JOBS
**a)** According to the album article, on what date did Starship Entertainment and LOEN Entertainment release The Clan Pt. 2.5: The Final Chapter?
**b)** Please return the stored data entries word for word, from the start of the entries up to and including the line with "pixel 587 451". Leave the pictures out of your answer.

The Clan Pt. 2.5: The Final Chapter is the debut studio album and the final part of The Clan series by the South Korean boy group Monsta X. It was released by Starship Entertainment and distributed by LOEN Entertainment on March 21, 2017. It also includes ten songs, with the title track "Beautiful". On the same year, the album was re-released under the title Shine Forever on June 19, with two additional tracks, including the title track of the same name.

Background and release
On March 5, it was confirmed that the group will release their first full album and the third part of The Clan series titled The Clan Pt. 2.5: The Final Chapter, after releasing the first two parts of The Clan series and both extended plays; The Clan Pt. 1 Lost in May 2016 and The Clan Pt. 2 Guilty in October 2016.

On March 21, the title track "Beautiful" was released along with the full album. The music video for the title track was also released on Starship's and 1theK's official YouTube channels on the same day.

On June 5, Monsta X announced the release of the first regular repackage album through the official SNS. The image posted with the phrase "Repackage Coming Soon!" catches the eye with dreamy colors and sensual typography.

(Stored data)
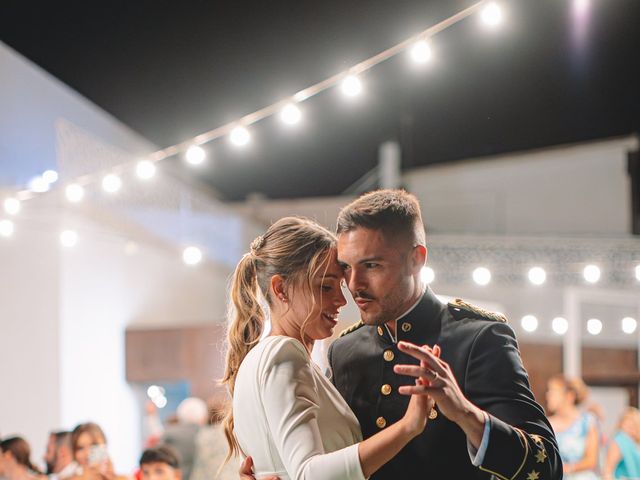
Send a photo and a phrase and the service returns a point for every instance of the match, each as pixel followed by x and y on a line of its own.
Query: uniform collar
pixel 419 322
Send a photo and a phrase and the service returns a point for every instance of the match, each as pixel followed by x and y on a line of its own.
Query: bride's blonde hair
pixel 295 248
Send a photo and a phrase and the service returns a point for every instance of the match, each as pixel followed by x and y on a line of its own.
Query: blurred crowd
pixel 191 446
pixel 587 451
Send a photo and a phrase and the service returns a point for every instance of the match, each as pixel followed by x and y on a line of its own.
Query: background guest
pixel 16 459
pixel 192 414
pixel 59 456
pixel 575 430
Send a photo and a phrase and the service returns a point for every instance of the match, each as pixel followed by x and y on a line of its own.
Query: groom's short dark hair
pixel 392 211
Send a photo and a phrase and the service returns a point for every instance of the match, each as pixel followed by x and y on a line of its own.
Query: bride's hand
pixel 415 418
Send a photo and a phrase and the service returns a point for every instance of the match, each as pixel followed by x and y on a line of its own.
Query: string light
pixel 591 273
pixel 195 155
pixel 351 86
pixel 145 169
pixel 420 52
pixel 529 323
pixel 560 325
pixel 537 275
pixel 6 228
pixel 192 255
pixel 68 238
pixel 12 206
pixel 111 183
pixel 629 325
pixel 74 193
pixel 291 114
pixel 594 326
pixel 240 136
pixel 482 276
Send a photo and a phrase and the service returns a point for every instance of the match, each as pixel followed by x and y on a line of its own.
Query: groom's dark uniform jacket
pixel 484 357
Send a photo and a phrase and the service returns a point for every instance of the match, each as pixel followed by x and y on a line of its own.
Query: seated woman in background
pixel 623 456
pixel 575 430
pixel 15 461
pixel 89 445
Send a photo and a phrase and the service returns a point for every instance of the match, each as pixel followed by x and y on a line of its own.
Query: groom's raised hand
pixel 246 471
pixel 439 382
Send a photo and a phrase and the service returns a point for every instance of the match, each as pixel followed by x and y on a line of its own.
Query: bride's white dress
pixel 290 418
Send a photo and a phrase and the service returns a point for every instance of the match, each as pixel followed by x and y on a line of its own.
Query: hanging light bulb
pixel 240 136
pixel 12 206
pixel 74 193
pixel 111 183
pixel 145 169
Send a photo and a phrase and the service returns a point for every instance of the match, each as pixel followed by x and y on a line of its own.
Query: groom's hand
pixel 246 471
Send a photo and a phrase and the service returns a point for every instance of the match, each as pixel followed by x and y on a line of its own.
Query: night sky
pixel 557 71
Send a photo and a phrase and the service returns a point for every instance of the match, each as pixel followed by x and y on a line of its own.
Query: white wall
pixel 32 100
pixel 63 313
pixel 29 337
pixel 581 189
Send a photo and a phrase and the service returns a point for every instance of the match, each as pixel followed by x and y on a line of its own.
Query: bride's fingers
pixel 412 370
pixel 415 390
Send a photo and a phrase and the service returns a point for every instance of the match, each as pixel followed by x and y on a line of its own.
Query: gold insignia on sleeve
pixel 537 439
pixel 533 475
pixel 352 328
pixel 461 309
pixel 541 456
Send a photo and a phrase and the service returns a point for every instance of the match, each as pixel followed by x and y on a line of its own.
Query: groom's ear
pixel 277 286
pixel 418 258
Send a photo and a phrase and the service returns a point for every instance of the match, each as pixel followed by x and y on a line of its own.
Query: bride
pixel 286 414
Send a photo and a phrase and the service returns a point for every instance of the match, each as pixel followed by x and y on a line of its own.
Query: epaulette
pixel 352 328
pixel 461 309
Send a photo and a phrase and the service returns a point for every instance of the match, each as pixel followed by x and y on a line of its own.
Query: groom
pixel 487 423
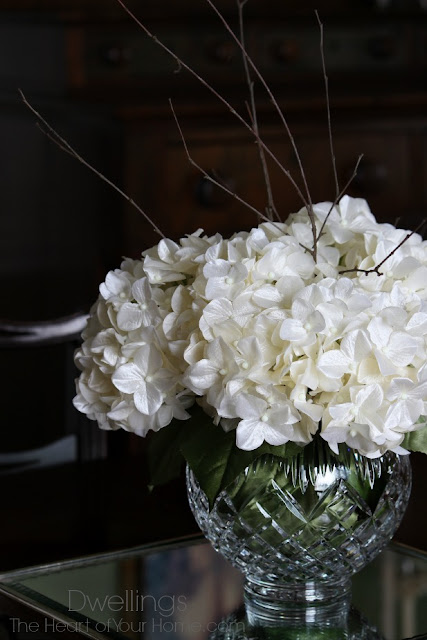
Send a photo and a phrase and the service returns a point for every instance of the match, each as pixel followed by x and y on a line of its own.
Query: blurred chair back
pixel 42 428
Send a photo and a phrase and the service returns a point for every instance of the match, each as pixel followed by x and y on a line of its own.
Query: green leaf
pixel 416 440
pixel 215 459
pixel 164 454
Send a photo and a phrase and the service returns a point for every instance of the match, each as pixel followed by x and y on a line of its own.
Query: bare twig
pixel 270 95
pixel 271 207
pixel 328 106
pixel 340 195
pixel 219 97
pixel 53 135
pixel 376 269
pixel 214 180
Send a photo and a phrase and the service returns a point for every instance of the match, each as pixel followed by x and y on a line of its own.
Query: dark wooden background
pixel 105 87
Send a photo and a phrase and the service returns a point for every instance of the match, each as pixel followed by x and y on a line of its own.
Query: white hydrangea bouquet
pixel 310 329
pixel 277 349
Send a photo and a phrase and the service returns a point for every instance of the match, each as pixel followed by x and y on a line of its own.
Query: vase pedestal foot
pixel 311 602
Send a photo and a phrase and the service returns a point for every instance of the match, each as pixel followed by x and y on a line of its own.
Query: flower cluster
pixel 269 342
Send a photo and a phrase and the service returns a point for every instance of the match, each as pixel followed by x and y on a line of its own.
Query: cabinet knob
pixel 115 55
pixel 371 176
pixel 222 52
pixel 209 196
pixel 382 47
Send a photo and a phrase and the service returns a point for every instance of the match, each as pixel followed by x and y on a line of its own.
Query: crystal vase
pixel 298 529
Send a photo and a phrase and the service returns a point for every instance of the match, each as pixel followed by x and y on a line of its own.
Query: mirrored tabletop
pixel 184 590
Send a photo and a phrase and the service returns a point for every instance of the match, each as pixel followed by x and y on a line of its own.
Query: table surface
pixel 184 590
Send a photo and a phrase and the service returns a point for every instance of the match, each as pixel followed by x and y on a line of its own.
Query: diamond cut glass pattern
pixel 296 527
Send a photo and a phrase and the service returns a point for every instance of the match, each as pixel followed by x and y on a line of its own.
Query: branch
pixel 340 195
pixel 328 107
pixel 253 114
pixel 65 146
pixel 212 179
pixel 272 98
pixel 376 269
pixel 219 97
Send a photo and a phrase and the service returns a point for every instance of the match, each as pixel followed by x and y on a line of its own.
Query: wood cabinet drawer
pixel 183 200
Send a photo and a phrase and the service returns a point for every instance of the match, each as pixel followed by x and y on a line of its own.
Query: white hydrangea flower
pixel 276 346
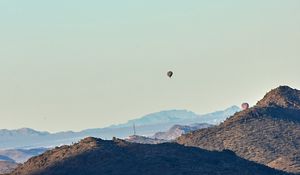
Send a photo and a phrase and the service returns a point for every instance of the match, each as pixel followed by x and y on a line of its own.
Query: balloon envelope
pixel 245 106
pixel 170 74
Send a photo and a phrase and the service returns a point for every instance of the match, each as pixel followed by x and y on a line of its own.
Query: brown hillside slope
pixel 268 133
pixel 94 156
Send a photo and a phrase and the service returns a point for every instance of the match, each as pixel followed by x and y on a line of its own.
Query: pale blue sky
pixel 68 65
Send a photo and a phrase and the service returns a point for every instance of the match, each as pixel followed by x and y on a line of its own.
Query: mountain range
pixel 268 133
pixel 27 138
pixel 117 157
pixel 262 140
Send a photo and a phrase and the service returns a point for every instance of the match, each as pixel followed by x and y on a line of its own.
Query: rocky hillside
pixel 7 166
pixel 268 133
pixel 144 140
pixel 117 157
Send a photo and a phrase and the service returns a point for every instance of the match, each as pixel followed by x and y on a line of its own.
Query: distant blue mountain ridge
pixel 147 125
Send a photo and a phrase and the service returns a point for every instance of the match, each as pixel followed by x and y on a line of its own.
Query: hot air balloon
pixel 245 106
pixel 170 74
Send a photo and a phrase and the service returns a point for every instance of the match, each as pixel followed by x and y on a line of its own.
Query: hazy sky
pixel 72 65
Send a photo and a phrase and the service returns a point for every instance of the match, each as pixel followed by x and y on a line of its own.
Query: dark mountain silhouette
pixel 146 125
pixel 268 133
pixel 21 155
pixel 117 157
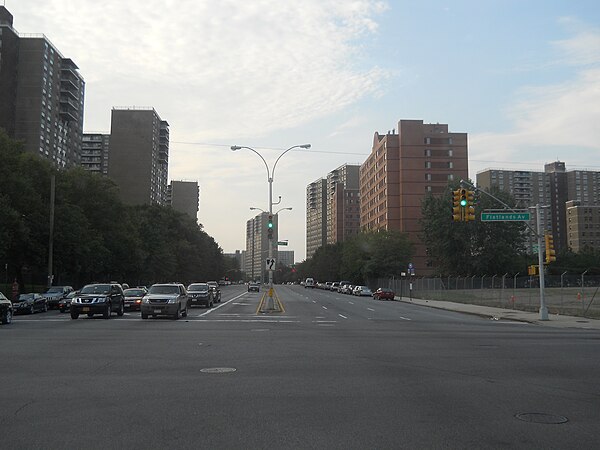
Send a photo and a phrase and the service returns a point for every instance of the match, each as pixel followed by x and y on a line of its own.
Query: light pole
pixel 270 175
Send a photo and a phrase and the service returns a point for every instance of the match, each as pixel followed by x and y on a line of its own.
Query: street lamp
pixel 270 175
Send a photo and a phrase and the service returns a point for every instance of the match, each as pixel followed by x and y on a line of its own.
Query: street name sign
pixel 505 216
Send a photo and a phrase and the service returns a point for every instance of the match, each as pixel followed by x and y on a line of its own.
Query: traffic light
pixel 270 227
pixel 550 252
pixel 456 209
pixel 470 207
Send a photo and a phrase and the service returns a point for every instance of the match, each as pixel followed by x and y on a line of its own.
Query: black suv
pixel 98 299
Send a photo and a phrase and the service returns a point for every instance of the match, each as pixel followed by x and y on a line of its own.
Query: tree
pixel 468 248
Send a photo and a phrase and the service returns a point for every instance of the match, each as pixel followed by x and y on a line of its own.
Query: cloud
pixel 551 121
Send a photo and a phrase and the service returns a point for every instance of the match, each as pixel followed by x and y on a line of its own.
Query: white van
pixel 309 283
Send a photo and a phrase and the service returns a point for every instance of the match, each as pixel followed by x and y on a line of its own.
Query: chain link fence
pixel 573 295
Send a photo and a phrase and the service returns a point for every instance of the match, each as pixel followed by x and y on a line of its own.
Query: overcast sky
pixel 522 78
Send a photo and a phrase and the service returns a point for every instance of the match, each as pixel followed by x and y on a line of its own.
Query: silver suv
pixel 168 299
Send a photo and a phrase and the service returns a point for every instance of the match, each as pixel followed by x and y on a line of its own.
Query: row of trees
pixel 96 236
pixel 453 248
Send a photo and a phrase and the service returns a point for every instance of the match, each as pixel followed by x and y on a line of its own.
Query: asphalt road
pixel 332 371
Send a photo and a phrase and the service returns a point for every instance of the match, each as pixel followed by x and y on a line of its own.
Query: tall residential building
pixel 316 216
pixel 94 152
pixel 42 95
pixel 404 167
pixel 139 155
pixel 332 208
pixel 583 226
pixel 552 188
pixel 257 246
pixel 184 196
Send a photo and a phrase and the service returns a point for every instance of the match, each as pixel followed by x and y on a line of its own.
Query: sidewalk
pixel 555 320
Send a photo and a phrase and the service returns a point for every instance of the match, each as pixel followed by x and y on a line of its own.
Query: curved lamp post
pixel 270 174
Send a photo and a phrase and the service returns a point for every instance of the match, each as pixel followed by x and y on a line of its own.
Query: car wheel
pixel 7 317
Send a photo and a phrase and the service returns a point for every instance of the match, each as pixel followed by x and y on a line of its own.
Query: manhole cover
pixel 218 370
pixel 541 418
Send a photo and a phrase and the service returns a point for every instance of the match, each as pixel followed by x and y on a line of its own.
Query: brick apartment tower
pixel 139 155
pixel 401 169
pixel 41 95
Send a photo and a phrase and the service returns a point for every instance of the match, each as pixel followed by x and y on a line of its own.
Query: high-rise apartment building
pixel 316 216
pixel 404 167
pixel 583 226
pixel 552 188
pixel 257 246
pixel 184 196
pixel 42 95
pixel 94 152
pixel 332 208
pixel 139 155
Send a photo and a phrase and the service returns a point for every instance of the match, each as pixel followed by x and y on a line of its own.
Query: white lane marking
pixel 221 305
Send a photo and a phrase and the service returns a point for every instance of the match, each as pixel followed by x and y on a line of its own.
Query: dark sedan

RESPONSES BY TASK
**a)** March 21, 2017.

**b)**
Send a photo and a phrase and the service returns a point for every instance of the match, each as pixel followed by x and y on a line of its own.
Query: uniform collar
pixel 419 322
Send a photo and a phrase and the service returns a point for every instance of the match, each as pixel followed by x and y on a line of its own.
Query: bride's blonde hair
pixel 295 248
Send a photo and a phrase and the service returns a point for every instance of the match, each as pixel followed by x and y on a line of its own.
Query: blurred crowd
pixel 191 446
pixel 587 451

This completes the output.